The problem:
Recast each line of the listing below as a string in a JSON list. Skip blank lines and leave out the picture.

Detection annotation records
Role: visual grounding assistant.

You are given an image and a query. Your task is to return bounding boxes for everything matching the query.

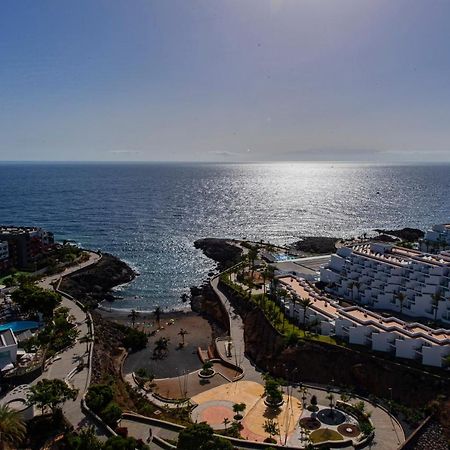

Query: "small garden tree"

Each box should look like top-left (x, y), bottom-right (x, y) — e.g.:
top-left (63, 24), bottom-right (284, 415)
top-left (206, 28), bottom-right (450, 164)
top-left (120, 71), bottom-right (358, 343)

top-left (0, 406), bottom-right (27, 449)
top-left (200, 361), bottom-right (214, 377)
top-left (11, 283), bottom-right (61, 318)
top-left (27, 379), bottom-right (78, 415)
top-left (123, 328), bottom-right (147, 352)
top-left (66, 427), bottom-right (103, 450)
top-left (178, 328), bottom-right (189, 347)
top-left (153, 337), bottom-right (169, 359)
top-left (233, 403), bottom-right (247, 420)
top-left (177, 422), bottom-right (233, 450)
top-left (264, 376), bottom-right (283, 406)
top-left (263, 419), bottom-right (280, 444)
top-left (86, 384), bottom-right (114, 414)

Completed task:
[
  "Role: visual grounding assistant.",
  "You are given an image and a query. Your task is to return bounding boxes for everything matching the query.",
  "Query: \"small garden tree\"",
  "Each box should look like top-left (x, y), bottom-right (x, y) — e.g.:",
  "top-left (63, 24), bottom-right (284, 415)",
  "top-left (206, 28), bottom-right (450, 164)",
  "top-left (120, 71), bottom-right (358, 343)",
  "top-left (0, 406), bottom-right (27, 449)",
  "top-left (200, 361), bottom-right (214, 377)",
  "top-left (11, 283), bottom-right (61, 318)",
  "top-left (27, 379), bottom-right (78, 415)",
  "top-left (123, 328), bottom-right (147, 352)",
  "top-left (66, 427), bottom-right (103, 450)",
  "top-left (178, 328), bottom-right (189, 347)",
  "top-left (153, 337), bottom-right (169, 359)",
  "top-left (233, 403), bottom-right (247, 420)",
  "top-left (177, 422), bottom-right (233, 450)",
  "top-left (264, 376), bottom-right (283, 406)",
  "top-left (263, 419), bottom-right (280, 444)",
  "top-left (86, 384), bottom-right (114, 414)"
]